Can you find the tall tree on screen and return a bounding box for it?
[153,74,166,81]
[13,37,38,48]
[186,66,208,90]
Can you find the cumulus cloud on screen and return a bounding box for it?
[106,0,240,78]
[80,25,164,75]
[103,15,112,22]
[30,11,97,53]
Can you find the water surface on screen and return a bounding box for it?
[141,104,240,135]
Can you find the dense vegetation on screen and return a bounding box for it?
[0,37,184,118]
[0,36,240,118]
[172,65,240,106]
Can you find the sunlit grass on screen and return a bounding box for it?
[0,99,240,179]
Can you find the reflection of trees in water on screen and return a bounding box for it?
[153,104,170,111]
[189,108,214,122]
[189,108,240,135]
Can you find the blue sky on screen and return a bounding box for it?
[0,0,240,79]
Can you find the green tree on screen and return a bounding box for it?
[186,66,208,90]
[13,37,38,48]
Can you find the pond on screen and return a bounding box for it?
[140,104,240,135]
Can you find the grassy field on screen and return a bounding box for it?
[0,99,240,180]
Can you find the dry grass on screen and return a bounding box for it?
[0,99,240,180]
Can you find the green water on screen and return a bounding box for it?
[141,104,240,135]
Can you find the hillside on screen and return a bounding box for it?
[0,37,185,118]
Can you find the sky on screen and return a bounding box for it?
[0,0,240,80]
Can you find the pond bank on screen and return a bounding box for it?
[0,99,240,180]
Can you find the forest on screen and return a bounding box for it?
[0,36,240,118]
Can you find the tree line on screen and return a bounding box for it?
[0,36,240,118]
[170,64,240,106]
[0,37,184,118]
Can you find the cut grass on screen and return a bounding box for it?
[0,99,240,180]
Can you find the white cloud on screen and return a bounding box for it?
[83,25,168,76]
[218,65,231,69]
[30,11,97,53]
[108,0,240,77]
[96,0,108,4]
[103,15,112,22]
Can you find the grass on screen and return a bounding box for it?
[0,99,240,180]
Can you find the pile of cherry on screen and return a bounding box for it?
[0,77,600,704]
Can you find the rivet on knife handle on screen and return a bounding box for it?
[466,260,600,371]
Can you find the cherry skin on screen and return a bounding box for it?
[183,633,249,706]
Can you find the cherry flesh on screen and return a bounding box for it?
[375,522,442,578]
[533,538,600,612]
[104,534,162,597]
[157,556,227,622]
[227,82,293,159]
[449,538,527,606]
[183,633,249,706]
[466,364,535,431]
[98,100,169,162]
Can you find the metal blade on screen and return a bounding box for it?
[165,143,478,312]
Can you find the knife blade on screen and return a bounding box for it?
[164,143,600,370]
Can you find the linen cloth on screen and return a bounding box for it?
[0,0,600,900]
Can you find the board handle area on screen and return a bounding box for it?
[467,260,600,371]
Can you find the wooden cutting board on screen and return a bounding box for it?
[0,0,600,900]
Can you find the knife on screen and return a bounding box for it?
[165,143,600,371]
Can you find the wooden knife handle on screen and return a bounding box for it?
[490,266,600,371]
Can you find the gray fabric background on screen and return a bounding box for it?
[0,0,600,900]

> _GOAL_
Copy the lines starting at the one containing "Can you find the cherry skin" and ending at the one containing "[98,100,169,162]", and give only those lines. Reproduce each one in full, but scale every bounding-box coordinate by 1.4 and round it to a whole number, with halves rounded up.

> _SOLVED EXERCISE_
Can you find the cherry skin on screen and return a bounding box for it?
[256,886,349,988]
Can you find the cherry flesh on screen and return a bounding box for it?
[525,731,619,809]
[746,753,840,857]
[146,748,227,836]
[220,778,318,871]
[318,115,410,223]
[629,753,738,848]
[256,886,349,988]
[652,510,749,603]
[137,140,237,227]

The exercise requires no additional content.